## PROMPT
The entries should be given again so that each one matches the original exactly.

## EXTRACTED INFORMATION
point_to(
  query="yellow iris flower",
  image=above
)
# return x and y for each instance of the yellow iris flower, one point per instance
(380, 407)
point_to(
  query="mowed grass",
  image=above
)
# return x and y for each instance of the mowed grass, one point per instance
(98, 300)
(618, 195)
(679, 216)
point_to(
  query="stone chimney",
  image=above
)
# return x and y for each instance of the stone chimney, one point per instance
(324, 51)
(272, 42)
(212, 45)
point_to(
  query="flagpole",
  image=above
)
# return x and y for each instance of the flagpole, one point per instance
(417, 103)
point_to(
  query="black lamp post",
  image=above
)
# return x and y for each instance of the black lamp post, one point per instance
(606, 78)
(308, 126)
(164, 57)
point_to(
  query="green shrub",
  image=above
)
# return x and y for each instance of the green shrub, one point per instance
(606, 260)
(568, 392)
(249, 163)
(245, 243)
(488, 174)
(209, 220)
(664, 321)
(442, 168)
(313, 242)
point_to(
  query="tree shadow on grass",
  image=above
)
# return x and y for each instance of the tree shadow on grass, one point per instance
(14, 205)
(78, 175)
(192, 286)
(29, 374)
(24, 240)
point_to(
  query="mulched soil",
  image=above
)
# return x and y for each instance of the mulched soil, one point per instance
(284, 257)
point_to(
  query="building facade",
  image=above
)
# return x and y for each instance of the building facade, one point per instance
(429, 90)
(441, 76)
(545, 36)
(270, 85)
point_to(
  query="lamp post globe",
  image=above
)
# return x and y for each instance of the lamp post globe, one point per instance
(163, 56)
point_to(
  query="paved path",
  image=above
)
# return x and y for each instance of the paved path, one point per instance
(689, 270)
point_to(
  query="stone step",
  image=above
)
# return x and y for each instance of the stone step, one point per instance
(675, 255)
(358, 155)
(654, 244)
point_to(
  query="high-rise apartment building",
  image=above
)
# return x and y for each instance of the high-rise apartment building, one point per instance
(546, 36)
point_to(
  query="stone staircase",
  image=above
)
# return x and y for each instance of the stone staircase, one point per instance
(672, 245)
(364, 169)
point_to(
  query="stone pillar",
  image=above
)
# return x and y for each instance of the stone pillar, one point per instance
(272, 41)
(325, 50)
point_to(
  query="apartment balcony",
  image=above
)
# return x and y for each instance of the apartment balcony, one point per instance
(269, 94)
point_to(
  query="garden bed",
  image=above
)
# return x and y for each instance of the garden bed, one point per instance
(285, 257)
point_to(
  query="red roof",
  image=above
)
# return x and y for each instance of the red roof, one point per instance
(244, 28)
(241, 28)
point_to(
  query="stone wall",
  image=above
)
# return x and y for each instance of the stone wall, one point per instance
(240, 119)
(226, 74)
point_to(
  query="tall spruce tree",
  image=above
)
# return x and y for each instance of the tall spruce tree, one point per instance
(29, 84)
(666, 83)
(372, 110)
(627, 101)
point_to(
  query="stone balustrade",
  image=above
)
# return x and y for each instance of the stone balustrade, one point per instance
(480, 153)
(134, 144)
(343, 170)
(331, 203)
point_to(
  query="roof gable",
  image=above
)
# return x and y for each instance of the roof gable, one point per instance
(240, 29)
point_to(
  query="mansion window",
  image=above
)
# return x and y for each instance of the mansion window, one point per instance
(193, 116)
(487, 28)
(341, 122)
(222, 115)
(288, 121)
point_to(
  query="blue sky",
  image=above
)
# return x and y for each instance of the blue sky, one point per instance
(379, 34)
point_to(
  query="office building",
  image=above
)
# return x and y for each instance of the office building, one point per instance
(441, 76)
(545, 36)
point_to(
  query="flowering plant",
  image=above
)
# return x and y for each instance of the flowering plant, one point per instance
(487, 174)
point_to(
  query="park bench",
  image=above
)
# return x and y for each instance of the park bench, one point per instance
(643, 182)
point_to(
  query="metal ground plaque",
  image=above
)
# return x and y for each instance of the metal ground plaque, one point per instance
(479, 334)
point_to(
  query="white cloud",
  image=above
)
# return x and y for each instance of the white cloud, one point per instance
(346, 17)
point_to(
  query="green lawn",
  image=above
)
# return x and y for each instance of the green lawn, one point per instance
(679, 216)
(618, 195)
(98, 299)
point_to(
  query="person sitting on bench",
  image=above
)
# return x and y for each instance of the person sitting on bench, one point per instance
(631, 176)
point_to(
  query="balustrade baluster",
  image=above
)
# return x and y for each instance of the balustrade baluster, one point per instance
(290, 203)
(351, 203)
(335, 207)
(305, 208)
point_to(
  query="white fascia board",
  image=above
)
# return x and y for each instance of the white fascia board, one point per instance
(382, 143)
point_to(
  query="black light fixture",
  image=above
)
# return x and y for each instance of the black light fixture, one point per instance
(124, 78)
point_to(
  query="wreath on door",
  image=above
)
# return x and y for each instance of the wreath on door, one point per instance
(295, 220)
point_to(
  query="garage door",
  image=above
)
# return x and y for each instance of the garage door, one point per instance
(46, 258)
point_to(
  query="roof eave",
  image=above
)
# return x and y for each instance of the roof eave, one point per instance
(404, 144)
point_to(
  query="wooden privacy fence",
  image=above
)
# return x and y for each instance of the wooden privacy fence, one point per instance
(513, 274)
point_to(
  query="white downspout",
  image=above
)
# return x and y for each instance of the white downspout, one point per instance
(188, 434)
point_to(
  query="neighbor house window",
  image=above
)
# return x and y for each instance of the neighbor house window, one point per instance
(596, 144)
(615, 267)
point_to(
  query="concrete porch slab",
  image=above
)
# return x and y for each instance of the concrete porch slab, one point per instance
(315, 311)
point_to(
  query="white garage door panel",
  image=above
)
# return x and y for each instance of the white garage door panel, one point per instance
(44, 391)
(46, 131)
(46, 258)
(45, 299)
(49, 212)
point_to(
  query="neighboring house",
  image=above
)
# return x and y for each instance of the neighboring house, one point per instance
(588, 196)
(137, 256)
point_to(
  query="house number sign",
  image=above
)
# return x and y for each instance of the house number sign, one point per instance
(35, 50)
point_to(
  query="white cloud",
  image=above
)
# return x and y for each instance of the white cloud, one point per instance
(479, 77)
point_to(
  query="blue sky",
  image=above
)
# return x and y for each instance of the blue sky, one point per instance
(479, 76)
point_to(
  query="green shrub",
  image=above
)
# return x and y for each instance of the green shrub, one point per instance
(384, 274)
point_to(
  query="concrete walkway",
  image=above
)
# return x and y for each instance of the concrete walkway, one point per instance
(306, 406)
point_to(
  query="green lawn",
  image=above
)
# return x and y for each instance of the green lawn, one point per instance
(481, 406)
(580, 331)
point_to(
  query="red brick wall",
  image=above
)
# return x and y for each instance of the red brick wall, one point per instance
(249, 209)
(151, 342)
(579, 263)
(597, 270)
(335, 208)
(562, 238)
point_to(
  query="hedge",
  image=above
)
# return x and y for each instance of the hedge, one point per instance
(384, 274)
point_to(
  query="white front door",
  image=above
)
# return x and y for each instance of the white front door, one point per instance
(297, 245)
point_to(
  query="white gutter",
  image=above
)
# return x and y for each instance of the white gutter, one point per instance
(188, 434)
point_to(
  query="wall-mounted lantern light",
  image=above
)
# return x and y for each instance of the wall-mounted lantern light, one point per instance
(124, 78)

## OUTPUT OF THE TASK
point_to(
  query="yellow iris flower",
  image=above
)
# return x and y for each instance of the yellow iris flower, one point per instance
(380, 407)
point_to(
  query="mowed grass",
  image=above
)
# return x and y for each instance of the mowed grass, one point per instance
(98, 300)
(618, 195)
(679, 216)
point_to(
  query="stone chimney",
  image=above
)
# return x and y for each instance of the stone chimney, one point per instance
(324, 51)
(272, 42)
(212, 45)
point_to(
  query="flagpole",
  image=above
)
# return x and y for each instance of the flagpole, one point per instance
(417, 103)
point_to(
  query="black lamp post",
  image=above
)
# return x and y for each instance of the black lamp post, one point per instance
(606, 78)
(308, 126)
(164, 57)
point_to(
  query="green shrub",
  image=above
)
# return x and y for each instance of the green shrub, one point per instance
(606, 260)
(568, 392)
(249, 163)
(245, 243)
(488, 174)
(209, 220)
(664, 321)
(442, 168)
(313, 242)
point_to(
  query="tree shadow on grass",
  image=above
)
# return x and y for each instance of the tree shadow on grass, one point per instance
(14, 205)
(78, 175)
(192, 286)
(29, 374)
(24, 240)
point_to(
  query="mulched soil",
  image=above
)
# return x and y for each instance of the mulched soil, one point per instance
(284, 257)
point_to(
  query="building facade",
  image=above
)
# return x and y for each instance of the building facade, one point per instance
(429, 90)
(441, 76)
(545, 36)
(270, 85)
point_to(
  query="lamp post globe",
  image=above
)
# return x and y for each instance of the lamp post globe, one point per instance
(163, 56)
point_to(
  query="paved path",
  image=above
)
# return x and y for each instance of the paved path, one point per instance
(689, 270)
point_to(
  query="stone step",
  image=above
)
# return x and y for each instance of the stone step, one point per instance
(675, 255)
(358, 155)
(654, 244)
point_to(
  query="high-rise apartment building",
  image=above
)
# return x and y for each instance of the high-rise apartment building, one point per instance
(546, 36)
point_to(
  query="stone staircase",
  image=above
)
# return x and y for each instance of the stone staircase, one point per instance
(672, 245)
(364, 169)
point_to(
  query="stone pillar",
  image=above
)
# return x and y for each instance of the stone pillar, one point per instance
(272, 41)
(325, 50)
point_to(
  query="apartment balcony",
  image=above
)
# return x and y for each instance of the apartment balcony, one point per instance
(269, 94)
point_to(
  query="garden bed",
  image=above
)
# return x and y for each instance of the garden bed, one point per instance
(285, 257)
point_to(
  query="red roof",
  image=above
)
# return x and y for each instance of the red roof, one point per instance
(244, 28)
(241, 28)
point_to(
  query="stone wall",
  image=above
)
# return x and y for each instance of the stone wall, one point per instance
(240, 119)
(226, 74)
point_to(
  query="tall spruce tree",
  image=above
)
# return x and y for each instance of the tall spruce tree, one point per instance
(29, 84)
(666, 83)
(372, 110)
(627, 101)
point_to(
  query="stone balustrade",
  image=above
)
# return x and y for each instance of the stone balustrade, one point per instance
(480, 153)
(134, 144)
(343, 170)
(331, 203)
point_to(
  query="roof gable",
  image=above
)
# return x and y for each instance of the roof gable, one point per instance
(240, 29)
point_to(
  query="mansion window",
  image=above
)
# return x and y for each instance of the mansion window, one point per instance
(193, 116)
(487, 28)
(341, 122)
(222, 115)
(288, 121)
point_to(
  query="blue sky",
  image=above
)
# return x and y for each instance of the blue sky, one point per instance
(379, 34)
point_to(
  query="office building",
  image=above
)
# return x and y for each instance of the office building, one point per instance
(441, 76)
(545, 36)
point_to(
  query="flowering plant",
  image=above
)
# return x and y for each instance of the flowering plant, one point per instance
(487, 174)
point_to(
  query="park bench",
  image=above
)
# return x and y for each instance of the park bench, one point per instance
(643, 182)
point_to(
  query="metal ground plaque",
  image=above
)
# return x and y for each instance of the metal ground plaque, one point per instance
(479, 334)
point_to(
  query="white cloud",
  image=above
)
# return x and y for each instance of the white cloud, one point per instance
(346, 17)
point_to(
  query="green lawn",
  image=above
)
# return x and y for each instance of the green lawn, one point per instance
(679, 216)
(618, 195)
(98, 299)
point_to(
  query="person sitting on bench",
  image=above
)
# return x and y for each instance of the person sitting on bench, one point per instance
(631, 176)
point_to(
  query="balustrade baluster",
  image=above
)
# return x and y for each instance of the balustrade baluster, one point per instance
(290, 203)
(351, 203)
(335, 207)
(305, 208)
point_to(
  query="white fascia board",
  image=above
)
# return x and y for each instance of the white fascia board, one point per instance
(382, 143)
point_to(
  query="black light fixture",
  image=above
)
# return x and y for each instance of the black light fixture, one point per instance
(124, 78)
point_to(
  query="wreath on door",
  image=above
)
# return x and y for each instance of the wreath on door, one point per instance
(295, 220)
point_to(
  query="garage door",
  image=above
)
# return x and y for each instance of the garage door, one point per instance
(46, 258)
point_to(
  query="roof eave",
  image=above
)
# return x and y for each instance of the roof eave, one point per instance
(404, 144)
point_to(
  query="wooden privacy fence",
  image=above
)
# return x and y for each instance of the wooden privacy fence, one point per instance
(513, 274)
point_to(
  query="white downspout",
  image=above
)
# return x and y for each instance of the white downspout, one point per instance
(188, 434)
point_to(
  query="neighbor house window",
  image=above
)
# return x and y for each instance of the neighbor house window, one point per instance
(596, 144)
(615, 267)
point_to(
  query="concrete porch slab",
  image=above
)
# return x and y for each instance of the concrete porch slab, one point per instance
(315, 311)
point_to(
  query="white garage door panel",
  image=above
)
# return x and y for each instance of the white garage door panel, one point per instance
(44, 391)
(46, 131)
(46, 258)
(45, 299)
(49, 212)
point_to(
  query="neighboring house",
  image=above
)
# return x and y for each instance of the neighboring house, one point per instance
(588, 196)
(137, 256)
point_to(
  query="house number sign",
  image=above
)
# return x and y for each instance of the house number sign, one point per instance
(35, 50)
point_to(
  query="white cloud",
  image=above
)
# return x and y for each instance of the white cloud, one point per instance
(479, 77)
point_to(
  query="blue sky",
  image=above
)
# return x and y for each instance of the blue sky, one point per instance
(479, 76)
point_to(
  query="green shrub",
  image=above
)
# return x and y for each instance of the green shrub, one point per instance
(384, 274)
point_to(
  query="concrete walkway",
  image=above
)
# return x and y for each instance of the concrete walkway, one point per instance
(306, 406)
point_to(
  query="green lawn",
  image=above
)
# return x and y for each instance of the green lawn, one point per instance
(481, 406)
(580, 331)
point_to(
  query="red brick wall",
  image=above
)
# return x and y for each instance of the red brick wall, one point per instance
(249, 209)
(151, 342)
(579, 263)
(597, 270)
(335, 208)
(562, 238)
point_to(
  query="hedge",
  image=above
)
# return x and y for each instance of the hedge, one point per instance
(384, 274)
point_to(
  query="white front door",
  image=above
)
# return x and y for each instance of the white front door, one point per instance
(297, 245)
point_to(
  query="white gutter",
  image=above
)
# return x and y for each instance of the white gutter, one point per instance
(188, 434)
point_to(
  query="wall-mounted lantern light",
  image=above
)
# return x and y for each instance of the wall-mounted lantern light, one point per instance
(124, 78)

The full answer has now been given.